#### Problem statement:
In the OpenNLP custom NameFinder post below, list every value marked with the medicine tag in the sample training sentence.

#### Text segment:
=== Section Start ===

Thursday, 2 July 2015

Writing a custom NameFinder model in OpenNLP

Though we have various NER models available in OpenNLP, but entity extraction doesn’t end here with the existing one only. We may need to find the entities based on Clinical, Biological, Sports, Banking domain etc.
So should we restrict ourselves with the models already provided?  - No,
We can build our own Name Finder model.  Steps required doing this are: Get the sample training dataset, build the model and test it.

What type of data should we have for training a model:
Sentences should be separated with new line character (\n).  Values should be separated from <Start> and <END> tags with a space character.

<START:medicine> Augmentin-Duo <END> is a penicillin antibiotic that contains two medicines - <START:medicine> amoxicillin trihydrate <END> and <START:medicine> potassium clavulanate <END>. They work together to kill certain types of bacteria and are used to treat certain types of bacterial infections.

You can refer a sample dataset for example. Training data should have at least 15000 sentences to get the better results.

=== Section End ===

#### Record set:

=== Section Start ===

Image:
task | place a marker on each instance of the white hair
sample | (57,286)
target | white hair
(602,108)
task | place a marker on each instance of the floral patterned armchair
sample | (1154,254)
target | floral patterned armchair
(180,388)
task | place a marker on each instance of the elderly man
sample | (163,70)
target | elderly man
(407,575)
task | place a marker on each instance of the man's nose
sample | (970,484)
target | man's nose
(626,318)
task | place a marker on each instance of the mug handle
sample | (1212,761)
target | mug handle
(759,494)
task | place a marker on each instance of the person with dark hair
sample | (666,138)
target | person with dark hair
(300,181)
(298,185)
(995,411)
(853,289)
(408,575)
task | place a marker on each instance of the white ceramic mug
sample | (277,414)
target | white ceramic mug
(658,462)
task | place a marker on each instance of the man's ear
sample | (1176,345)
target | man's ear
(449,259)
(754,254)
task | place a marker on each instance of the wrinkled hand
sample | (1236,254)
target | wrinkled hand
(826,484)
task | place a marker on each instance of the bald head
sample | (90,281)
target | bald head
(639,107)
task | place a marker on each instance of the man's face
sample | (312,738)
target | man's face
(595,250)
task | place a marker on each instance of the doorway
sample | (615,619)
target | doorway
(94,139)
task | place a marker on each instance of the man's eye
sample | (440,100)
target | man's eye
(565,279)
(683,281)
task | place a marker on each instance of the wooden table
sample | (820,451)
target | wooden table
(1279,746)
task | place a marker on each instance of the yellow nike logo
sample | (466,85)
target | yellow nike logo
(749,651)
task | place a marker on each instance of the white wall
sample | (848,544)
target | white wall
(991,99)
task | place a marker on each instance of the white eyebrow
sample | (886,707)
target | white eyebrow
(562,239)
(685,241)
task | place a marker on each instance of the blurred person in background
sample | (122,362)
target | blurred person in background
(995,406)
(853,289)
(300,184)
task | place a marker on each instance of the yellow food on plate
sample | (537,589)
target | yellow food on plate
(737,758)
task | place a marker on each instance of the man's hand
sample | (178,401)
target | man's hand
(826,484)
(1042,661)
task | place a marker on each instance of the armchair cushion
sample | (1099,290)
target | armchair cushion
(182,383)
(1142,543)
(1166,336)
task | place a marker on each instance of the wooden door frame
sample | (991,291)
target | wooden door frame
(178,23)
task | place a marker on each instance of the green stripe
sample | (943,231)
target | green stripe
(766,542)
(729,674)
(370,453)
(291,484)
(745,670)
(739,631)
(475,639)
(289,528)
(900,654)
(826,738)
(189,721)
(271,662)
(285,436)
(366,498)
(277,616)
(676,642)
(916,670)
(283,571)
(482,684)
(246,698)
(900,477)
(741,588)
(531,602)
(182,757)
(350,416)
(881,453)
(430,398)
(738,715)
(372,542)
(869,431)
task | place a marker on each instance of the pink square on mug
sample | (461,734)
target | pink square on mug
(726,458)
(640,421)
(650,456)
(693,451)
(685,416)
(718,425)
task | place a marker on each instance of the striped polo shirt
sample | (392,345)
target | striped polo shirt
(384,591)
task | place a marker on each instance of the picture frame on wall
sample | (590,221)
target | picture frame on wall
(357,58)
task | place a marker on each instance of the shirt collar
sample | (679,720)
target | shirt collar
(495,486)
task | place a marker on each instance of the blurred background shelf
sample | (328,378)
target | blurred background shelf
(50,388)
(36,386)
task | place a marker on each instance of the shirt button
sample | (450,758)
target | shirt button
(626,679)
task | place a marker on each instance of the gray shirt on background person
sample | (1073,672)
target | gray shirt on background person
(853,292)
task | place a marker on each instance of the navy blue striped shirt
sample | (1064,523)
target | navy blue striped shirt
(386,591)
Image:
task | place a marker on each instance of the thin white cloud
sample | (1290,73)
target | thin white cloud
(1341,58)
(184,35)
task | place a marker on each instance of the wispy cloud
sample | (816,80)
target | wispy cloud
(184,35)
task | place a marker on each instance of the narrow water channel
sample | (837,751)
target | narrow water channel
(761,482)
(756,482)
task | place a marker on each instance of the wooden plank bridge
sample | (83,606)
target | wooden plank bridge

=== Section End ===

#### Exercise answer:
- Augmentin-Duo
- amoxicillin trihydrate
- potassium clavulanate